-- Text follows --

Recent data from Pakistan’s central bank reveals that a sharp decline in exports to Afghanistan has become a key factor behind the country’s growing trade deficit, challenging previous claims by Pakistani officials that halting trade with Afghanistan would not harm their economy.

According to the State Bank of Pakistan, the trade deficit with nine neighboring countries increased by more than 39 percent in the first five months of the 2025–2026 fiscal year, rising from $4.4 billion to $6.2 billion. The report highlights that reduced exports to countries such as China and Afghanistan played a central role in this increase.

Exports from Pakistan to Afghanistan fell dramatically by over 94 percent during this period, dropping from $408 million last year to approximately $210 million. Economic analysts note that Afghanistan has historically been one of Pakistan’s key export markets, particularly for food items, cement, medicine, and daily-use goods—products that cannot be easily replaced.

-- Text concluded --
-- Data section follows --

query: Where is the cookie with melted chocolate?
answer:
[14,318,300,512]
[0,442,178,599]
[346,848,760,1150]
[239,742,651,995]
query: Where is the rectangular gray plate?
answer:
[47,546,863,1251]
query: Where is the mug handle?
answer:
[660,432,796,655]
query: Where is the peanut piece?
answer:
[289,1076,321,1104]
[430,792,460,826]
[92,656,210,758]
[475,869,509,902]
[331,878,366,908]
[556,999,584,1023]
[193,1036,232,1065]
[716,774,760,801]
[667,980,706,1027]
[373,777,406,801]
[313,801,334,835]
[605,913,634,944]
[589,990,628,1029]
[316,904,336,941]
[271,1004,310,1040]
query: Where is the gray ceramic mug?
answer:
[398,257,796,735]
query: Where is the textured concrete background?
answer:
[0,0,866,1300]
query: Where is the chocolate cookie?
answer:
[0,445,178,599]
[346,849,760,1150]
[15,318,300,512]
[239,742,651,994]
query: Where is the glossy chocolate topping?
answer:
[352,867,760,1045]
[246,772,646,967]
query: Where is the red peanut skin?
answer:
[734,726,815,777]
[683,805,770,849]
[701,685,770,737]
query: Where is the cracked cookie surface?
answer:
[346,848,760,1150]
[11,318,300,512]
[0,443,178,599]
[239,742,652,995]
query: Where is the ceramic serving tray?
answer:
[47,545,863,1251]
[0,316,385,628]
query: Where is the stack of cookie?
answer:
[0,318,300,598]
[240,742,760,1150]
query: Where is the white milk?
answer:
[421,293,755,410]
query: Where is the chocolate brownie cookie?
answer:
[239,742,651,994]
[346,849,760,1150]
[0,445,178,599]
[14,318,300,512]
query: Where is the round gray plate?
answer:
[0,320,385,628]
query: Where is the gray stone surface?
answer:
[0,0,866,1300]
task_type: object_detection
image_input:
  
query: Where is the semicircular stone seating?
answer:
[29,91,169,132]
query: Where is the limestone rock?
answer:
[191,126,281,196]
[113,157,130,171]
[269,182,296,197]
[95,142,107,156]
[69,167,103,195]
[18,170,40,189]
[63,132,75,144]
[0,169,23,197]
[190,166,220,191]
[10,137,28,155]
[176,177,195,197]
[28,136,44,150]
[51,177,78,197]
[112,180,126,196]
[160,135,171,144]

-- Data section concluded --

Please translate this sentence from the text on Pakistan's trade deficit into Spanish: "Economic analysts note that Afghanistan has historically been one of Pakistan’s key export markets, particularly for food items, cement, medicine, and daily-use goods—products that cannot be easily replaced."

Los analistas económicos señalan que Afganistán ha sido históricamente uno de los principales mercados de exportación de Pakistán, en particular para alimentos, cemento, medicamentos y artículos de uso diario, productos que no pueden sustituirse fácilmente.